Source passage
[Start of section]
= Dan James Pantone =

American ecologist

Dan James Pantone is an American ecologist and conservationist with a Ph.D. from the University of California, Davis. A former professor at Texas A&M University, Dr. Pantone is a researcher who has published numerous refereed articles on agroecology and sustainable agriculture. In addition, he is a specialist in Geographical Information Systems (GIS) which he has used to help conserve endangered species. Dr. Pantone has established his broad experience in numerous scientific disciplines by publishing diverse articles ranging from the biological control of pests to the conservation biology of endangered species.

==Scientific activities==
Pantone completed his doctoral research at UC Davis on the use of biological control agents which is a non-chemical means of controlling agricultural pests. Basically, he innovated a new method of identifying effective biocontrol agents by developing new techniques of plant population biology and multivariate statistics (i.e. path analysis). Furthermore, he contributed to the science of the biological control of weeds by pioneering the use of nematodes as biocontrol agents).

In addition to using biological control agents as a non-chemical means of pest control, Pantone researched methods of no-till cropping systems and crop cultural techniques to reduce pesticides in surface runoff water. Moreover, he developed a pesticide transport submodel for the soil erosion model AGNPS (Agricultural NonPoint Source Pollution), which is one of the most important models used in soil conservation. The AGNPS submodel simulates pesticide transport and allows the evaluation of various soil conservation techniques to help reduce pesticides in the environment.

A significant contribution to botany and weed science was his discovery of a new biotype of common cocklebur (Xanthium strumarium) in Texas. This newly discovered plant variety is referred to as multiple-seeded cocklebur (MSC). MSC and has up to 25 seeds per fruit, usually producing as many as nine seedlings. Normal common cocklebur has only two seeds per fruit that usually produces only one seedling. Although MSC appears to have enhanced seed production, experiments show that MSC can be controlled with biological control agents and the herbicides more easily than normal common cocklebur.

Pantone served as a member of the U.S. Fish and Wildlife Service endangered species recovery team involving the biological conservation of one of the rarest plants in North America, Amsinckia grandiflora. In addition, he completed plant population biology field experiments that measured the reproduction and competitive ability of A. grandiflora in comparison to closely related weedy species in the same genus. Essentially, he used quantitative field experiments to help answer the question why some plants are rare, while others are weedy.

Another scientific contribution was his work using methods of GIS to identify the habitat of an endangered plant species based solely on characteristics of its physical environment. Lane Mountain Milk Vetch (Astragalus jaegerianus) is an endangered plant species endemic to the Mojave Desert in California. Pantone innovated GIS methods to identify the habitat of this rare and endangered species based on elevation, slope, aspect and soil type.
[End of section]
Questions to answer
- A) Rewrite the paragraph of the article on Dan James Pantone beginning "In addition to using biological control agents" as a short bulleted list that keeps its main facts.
- B) Write the next part of the article on Dan James Pantone, starting after its final sentence.
The listing has no connection to the article on Dan James Pantone.

Record extracts
[Start of section]
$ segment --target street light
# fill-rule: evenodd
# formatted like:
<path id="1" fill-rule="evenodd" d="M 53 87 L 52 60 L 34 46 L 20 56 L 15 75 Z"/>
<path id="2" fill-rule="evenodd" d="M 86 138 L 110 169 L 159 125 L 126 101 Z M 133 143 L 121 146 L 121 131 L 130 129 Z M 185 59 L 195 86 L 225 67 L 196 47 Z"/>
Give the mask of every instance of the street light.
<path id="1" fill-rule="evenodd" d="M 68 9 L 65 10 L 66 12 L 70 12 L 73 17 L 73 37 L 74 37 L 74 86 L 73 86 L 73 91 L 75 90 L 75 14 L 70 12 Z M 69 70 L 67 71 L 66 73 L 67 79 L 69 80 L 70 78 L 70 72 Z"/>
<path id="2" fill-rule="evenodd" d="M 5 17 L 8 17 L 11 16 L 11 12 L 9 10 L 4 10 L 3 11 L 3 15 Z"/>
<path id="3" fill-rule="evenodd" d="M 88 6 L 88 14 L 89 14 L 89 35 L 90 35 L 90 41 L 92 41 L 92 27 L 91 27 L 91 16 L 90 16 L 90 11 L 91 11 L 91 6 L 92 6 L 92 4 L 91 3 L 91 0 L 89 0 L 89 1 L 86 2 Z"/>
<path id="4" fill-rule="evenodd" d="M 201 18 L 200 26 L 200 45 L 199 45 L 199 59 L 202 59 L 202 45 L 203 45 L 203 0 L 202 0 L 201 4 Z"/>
[End of section]
Task responses
- A)
- Pantone researched no-till cropping systems and crop cultural techniques to reduce pesticides in surface runoff water.
- He developed a pesticide transport submodel for AGNPS (Agricultural NonPoint Source Pollution), a soil erosion model that is among the most important in soil conservation.
- The submodel simulates pesticide transport and allows evaluation of soil conservation techniques that help reduce pesticides in the environment.

- B)
In addition to his ecological and environmental research, Pantone has been involved in the preservation of human cultures, being the cofounder of an indigenous rights organization. Furthermore, he has independently filmed and produced five different documentary films on indigenous people of South America.

Presently, Pantone is the editor of the Amazon-Indians.org website and the Vice President of the Movement in the Amazon for Tribal Subsistence and Economic Sustainability (MATSES), a non-governmental organization that is providing aid to indigenous people in the Amazon so that they can preserve their culture and lands in a sustainable and independent manner.

==Selected publications by Dan James Pantone available on the Internet==
- Pantone, D. J. 2006. A forest of their own, the Matsés people on the border of Peru. Cultural Survival 30(4):32-39.
- Pantone, D. J., and R. A. Young. 1996. AGNPS (AGricultural NonPoint Source Pollution): A software program for assessing nonpoint source pesticide pollution. HortTechnology 6:344-350.
- Pantone, D. J., B. M. Pavlik, and R. B. Kelley. 1995. The reproductive attributes of an endangered plant as compared to a weedy congener. Biological Conservation 71:305-311.
- Pantone, D. J., J. B. Baker, and P. W. Jordan. 1992. Path analysis of red rice (Oryza sativa) competition with cultivated rice. Weed Science 40: 313–319.
- Pantone, D. J., and J. B. Baker. 1991. Weed-crop competition models and response-surface analysis of red rice competition in cultivated rice: A review. Crop Science 31:1105-1110.
- Pantone, D. J., W. A. Williams, and A. R. Maggenti. 1989. An alternative approach for evaluating the efficacy of potential biocontrol agents for weeds. 1. Inverse linear models. Weed Science 37:771-776.
- Pantone, D. J., S. M. Brown, and C. Womersley. 1985. Biological control of fiddleneck. California Agriculture 39:4-5.